Exercise task 1: In the wave-watching excerpt, from which direction is the wave field said to be coming in?
Exercise task 2: Carry on the wave-watching excerpt from its final sentence, keeping its voice.

Excerpt:
* * *

I couldn’t figure out exactly where the image above was from, but I am seeing a very similar pattern in the pictures that I saved off the EO browser myself.

First, here is a true color image again (click to enlarge, or click the link to see it on the browser to play yourself)

True color image of Île d’Yeu and surrounding ocean, acquired with EO browser, January 28th, 2019.

Here is the same image, except with my annotations on it. I have marked a couple of wave crests to show what I think is going on. What I see here (and please let’s discuss this! I’m super curious to hear what you think!) is a wave field coming in from west northwest-ish (see straight-ish fronts on the top left). When this wave field encounters an obstacle in its path (the island), it gets diffracted, kind of as if there were two very wide slits on either side of the island (a very simple example of that here). It’s difficult to follow the wave crests that pass the island on its north side, but the ones that go round the south side are clearly visible as they turn around the eastern tip of the island.

Zooming in to look at it more closely:

True color image of Île d’Yeu and surrounding ocean, acquired with EO browser, January 28th, 2019.

And here is my annotated version of the wave field. You recognise the wave crests that were propagating along the southern side of the island, then turned around the eastern tip and are now spreading northward. And you see the wave crests of the waves that travelled along the north coast all along. Notice how they are crossing in a crisscross pattern?The area with the really dense red checkered pattern is the one I think was shown on the original picture on Twitter. So my interpretation is that it’s an interference pattern of waves, all originating in the same wave field, being diffracted l’Île de Yeu. What do you think? Do you agree?

What I find quite interesting is that it’s very easy to follow the crests that propagate northward around the eastern tip, but a lot more difficult to do the same for the ones propagating southward. I could imagine that the explanation is the topography: The waves propagating in the north of the island were in shallower water for pretty much the length of the island, so they might have lost a lot of their energy already, whereas the ones from the south only run into shallower water once they’ve turned around the eastern tip of the island.

Thanks, Rémi, for pointing me to ESA’s awesome EO browser and to your super interesting Twitter!

P.S.: Speaking of topography: Of course the change in water depth could also have an effect on the wave field by refracting the waves towards the slower medium, i.e. the shallower water. But I don’t think that’s the case here. Do you?

Wave watching: Refraction and diffraction of waves

A little more wave watching, today with a focus on how waves change direction when they run into shallow water. Let’s look at this beautiful wave and see what happens when it reaches the shallow shore.

Above, you see the wake of the pilot ship, consisting of many wavelets that propagate as parallel wave crests towards the shore.

* * *

(Rows from a pointing dataset)
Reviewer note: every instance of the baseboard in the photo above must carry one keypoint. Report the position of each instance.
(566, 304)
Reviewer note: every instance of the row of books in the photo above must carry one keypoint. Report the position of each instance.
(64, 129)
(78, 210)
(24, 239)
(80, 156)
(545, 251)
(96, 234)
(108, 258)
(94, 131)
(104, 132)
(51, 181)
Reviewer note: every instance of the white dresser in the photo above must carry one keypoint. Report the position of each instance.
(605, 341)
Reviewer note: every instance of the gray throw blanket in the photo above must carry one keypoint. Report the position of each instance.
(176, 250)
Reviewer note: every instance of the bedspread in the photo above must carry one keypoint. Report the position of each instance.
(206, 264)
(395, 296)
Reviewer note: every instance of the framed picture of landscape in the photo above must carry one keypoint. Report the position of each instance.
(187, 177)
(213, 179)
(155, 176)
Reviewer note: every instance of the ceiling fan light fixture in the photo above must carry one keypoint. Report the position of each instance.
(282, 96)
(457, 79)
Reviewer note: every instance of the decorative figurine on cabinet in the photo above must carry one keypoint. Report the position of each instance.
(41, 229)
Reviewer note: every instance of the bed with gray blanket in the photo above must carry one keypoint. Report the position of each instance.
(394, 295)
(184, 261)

* * *

Final answer 1: From the west-northwest.

Final answer 2:
Below, you see that the wave is propagating at an angle to the shore (something around 45 degrees, maybe?). If you focus on the wave crest that is just offshore of that little obstacle in the water (curious enough, a piece of brick wall), you clearly observe that angle. But then looking at the next wave crest in-shore, it is almost parallel to the shore! Assuming that both crests come from the same wave field, so that the second one was in the same position as the other one only moments before (which I know it was because I observed it), something clearly happened between then and now.

Refraction of waves

Why do waves change direction as the water depth changes? As waves run from deep into shallow water, at some point they start to “feel” the bottom, which slows them down.

Or, more scientifically speaking, the dispersion relation for shallow water waves is a function of water depth: The shallower the water, the slower the waves. That means that if a wave crest is running on a slope with one side being in shallower water while the other one is still in deeper water, it will change direction towards the shallow water because the shallow side of the crest is slowed down while the deeper side keeps on moving faster, thus forcing the whole crest around a curve.

But in this picture series there is more to see: See how the wave crest gets deformed after it has passed that obstacle?

Diffraction of waves

This is a process called diffraction: The change of direction after a wave crest has passed either through a slit and then starts radiating from that slit as circle segments, or, in this case, an obstacle. The wave passing an obstacle is, in a way, the same as the wave passing through two wide slits which are very close to each other, only separated by the obstacle: The edges of the wave crest at the edges of the “slits” also start radiating out as circle segments!

One spot, so many things to observe!

And there are, of course, ships. What I wanted to show on this picture is a close-up of the turbulent wake of the ship, but it’s really difficult to see so I’ll let that pass for today.

And the picture below shows so much cool stuff: Waves radiating from that pylon. Ripples on the surface by a gust of wind. Wave crests getting a lot steeper as they run up on the slope. And, my main reason for posting: I really like how the wave is spilling as it breaks! :-)

Weekend wave-watching

Of course I did not only take pictures of lighthouses and instructional activities during the teacher training at Lotseninsel last week. I also took TONS of pictures of water! Some of which I’ll share with you now.

For example below you see where the Schlei flows into the Baltic Sea. This is actually a fairly narrow outlet, and you can see the strong current and the eddies that are formed where it flows into the Baltic Sea! It had been raining a lot previously, so there was a lot of water trying to get out of the Schlei!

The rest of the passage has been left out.